-------- Records provided

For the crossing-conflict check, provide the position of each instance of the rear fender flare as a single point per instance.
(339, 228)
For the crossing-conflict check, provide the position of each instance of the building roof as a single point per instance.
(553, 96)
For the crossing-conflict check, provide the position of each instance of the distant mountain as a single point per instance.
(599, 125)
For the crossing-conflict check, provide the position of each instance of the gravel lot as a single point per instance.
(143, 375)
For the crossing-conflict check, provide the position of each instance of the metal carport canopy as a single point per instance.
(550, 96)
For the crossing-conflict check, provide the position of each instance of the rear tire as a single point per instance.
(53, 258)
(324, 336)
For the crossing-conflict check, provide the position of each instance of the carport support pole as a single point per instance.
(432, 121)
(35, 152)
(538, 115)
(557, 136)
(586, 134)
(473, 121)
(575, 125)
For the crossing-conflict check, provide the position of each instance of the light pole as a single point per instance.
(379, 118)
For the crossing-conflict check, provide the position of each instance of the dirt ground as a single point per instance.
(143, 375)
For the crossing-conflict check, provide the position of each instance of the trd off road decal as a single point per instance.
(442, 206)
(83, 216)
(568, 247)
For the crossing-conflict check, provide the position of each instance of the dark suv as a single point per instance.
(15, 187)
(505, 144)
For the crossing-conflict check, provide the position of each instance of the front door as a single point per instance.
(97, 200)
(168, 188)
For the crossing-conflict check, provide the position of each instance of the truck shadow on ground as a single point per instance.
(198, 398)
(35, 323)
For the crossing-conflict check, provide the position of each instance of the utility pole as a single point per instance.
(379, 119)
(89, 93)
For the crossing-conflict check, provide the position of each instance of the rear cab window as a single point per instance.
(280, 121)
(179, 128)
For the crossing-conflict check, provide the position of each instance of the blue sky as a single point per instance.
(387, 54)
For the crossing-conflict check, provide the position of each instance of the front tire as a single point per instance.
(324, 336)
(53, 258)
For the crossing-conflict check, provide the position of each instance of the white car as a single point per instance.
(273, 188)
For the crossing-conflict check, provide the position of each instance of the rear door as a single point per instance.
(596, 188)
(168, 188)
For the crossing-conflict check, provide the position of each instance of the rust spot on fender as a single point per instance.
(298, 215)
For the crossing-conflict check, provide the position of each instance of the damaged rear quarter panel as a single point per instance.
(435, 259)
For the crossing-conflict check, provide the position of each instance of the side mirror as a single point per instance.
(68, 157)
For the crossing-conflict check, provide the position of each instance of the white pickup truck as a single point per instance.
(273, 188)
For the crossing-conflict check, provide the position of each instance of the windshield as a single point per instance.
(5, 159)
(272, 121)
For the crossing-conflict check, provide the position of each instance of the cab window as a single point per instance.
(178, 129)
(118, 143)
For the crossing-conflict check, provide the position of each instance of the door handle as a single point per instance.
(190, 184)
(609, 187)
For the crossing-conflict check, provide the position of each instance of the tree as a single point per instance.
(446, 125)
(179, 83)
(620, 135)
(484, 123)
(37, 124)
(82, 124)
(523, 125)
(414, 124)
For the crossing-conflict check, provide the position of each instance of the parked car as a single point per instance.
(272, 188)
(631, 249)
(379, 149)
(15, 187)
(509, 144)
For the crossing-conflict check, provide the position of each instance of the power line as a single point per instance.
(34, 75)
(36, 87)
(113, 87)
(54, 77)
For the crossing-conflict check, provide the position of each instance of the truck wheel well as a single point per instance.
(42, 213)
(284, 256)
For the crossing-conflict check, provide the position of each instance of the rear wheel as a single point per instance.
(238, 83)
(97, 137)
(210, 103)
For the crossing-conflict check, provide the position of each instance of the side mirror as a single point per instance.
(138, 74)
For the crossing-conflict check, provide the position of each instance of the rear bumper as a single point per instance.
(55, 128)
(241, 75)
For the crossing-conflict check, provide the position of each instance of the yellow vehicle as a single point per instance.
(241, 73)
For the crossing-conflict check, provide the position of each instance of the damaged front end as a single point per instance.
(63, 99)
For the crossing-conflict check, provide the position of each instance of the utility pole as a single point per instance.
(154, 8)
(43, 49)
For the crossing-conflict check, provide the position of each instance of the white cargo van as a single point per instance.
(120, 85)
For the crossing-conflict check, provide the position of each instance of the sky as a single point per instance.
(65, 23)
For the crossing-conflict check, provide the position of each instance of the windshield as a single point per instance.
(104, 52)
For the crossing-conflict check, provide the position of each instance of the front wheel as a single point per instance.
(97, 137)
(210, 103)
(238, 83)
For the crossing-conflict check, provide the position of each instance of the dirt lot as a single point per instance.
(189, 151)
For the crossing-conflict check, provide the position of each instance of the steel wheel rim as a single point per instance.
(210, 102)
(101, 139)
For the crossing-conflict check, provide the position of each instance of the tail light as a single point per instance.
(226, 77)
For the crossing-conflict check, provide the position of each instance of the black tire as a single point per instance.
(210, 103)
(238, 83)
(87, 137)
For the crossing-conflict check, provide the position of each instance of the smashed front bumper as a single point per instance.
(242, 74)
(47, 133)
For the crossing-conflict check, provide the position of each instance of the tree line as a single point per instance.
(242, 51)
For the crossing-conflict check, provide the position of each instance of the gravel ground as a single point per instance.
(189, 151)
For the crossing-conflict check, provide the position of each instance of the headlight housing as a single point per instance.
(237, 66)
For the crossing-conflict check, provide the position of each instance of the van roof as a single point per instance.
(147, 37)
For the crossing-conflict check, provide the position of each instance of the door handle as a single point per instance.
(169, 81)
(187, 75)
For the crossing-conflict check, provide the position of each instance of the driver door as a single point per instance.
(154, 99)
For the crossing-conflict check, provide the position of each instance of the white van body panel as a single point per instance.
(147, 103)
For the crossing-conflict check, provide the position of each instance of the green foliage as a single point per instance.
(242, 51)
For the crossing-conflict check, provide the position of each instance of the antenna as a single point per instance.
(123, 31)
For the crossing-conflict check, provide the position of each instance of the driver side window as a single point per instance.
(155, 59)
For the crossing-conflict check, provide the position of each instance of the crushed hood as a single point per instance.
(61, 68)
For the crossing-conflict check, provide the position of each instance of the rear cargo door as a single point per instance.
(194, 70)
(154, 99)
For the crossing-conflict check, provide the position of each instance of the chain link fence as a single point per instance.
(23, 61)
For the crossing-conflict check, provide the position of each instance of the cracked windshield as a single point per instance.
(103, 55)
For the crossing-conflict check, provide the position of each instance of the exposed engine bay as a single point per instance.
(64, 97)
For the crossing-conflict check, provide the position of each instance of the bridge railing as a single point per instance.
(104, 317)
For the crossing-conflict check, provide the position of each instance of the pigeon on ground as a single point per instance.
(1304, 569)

----------------

■ Given problem: Convert the lines from the one containing "bay as a single point per instance." through the end into a two-column CSV with the headers text and answer. Give one row for each line with its answer, putting each field in double quotes and turning any line breaks into spaces.

■ Solution to the problem:
text,answer
"For the crossing-conflict check, provide the position of each instance of the exposed engine bay as a single point per instance.","(64, 97)"
"For the crossing-conflict check, provide the position of each instance of the bridge railing as a single point per instance.","(104, 317)"
"For the crossing-conflict check, provide the position of each instance of the pigeon on ground as a single point per instance.","(1304, 569)"